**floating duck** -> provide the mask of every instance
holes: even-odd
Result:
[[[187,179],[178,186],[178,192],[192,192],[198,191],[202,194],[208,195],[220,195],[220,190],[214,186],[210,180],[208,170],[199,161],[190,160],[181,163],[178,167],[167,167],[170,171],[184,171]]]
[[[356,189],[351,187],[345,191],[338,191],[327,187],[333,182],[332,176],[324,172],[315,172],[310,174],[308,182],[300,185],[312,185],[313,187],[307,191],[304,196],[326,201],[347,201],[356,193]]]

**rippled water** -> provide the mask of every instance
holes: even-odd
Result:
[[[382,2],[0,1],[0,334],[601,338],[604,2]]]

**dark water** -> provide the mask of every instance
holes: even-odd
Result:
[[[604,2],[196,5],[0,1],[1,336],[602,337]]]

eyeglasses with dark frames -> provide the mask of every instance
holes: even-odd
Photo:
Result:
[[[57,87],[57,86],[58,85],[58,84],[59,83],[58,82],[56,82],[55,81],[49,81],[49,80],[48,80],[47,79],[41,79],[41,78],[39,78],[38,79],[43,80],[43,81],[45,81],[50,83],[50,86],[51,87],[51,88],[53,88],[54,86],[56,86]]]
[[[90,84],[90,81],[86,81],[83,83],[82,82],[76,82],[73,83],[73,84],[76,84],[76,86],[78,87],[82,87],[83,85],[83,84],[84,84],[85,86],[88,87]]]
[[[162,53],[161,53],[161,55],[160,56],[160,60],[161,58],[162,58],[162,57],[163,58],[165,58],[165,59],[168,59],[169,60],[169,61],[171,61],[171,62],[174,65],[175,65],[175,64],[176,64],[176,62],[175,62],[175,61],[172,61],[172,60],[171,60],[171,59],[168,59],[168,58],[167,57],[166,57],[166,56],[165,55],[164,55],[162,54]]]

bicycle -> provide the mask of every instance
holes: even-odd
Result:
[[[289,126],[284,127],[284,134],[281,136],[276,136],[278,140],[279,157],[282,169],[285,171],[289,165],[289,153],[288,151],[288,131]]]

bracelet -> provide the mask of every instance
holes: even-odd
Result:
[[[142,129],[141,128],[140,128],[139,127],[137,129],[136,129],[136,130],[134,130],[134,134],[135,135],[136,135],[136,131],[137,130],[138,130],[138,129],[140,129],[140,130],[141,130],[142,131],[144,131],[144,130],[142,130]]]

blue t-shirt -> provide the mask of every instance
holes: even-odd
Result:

○ ○ ○

▶ _Request_:
Rewrite the lines from the first one through the line containing "[[[604,2],[196,5],[0,1],[1,336],[602,337]]]", swapping "instance" for "object" and leaving everything else as it is.

▶ _Reply to the exercise_:
**floating duck** -> provide the mask of every object
holes: even-odd
Result:
[[[187,179],[178,186],[178,192],[192,192],[198,191],[202,194],[208,195],[220,195],[220,190],[214,186],[210,180],[208,170],[199,161],[190,160],[181,163],[178,167],[167,167],[170,171],[184,171]]]
[[[356,189],[351,187],[345,191],[338,191],[327,187],[333,182],[332,176],[324,172],[315,172],[310,174],[308,182],[300,185],[312,185],[313,187],[307,191],[304,196],[326,201],[347,201],[356,193]]]

**rippled water** -> provide the mask of every object
holes: even-odd
Result:
[[[382,2],[0,1],[0,334],[601,338],[604,2]]]

**dark water** -> provide the mask of every object
holes: even-odd
Result:
[[[604,2],[196,5],[0,1],[1,336],[602,337]]]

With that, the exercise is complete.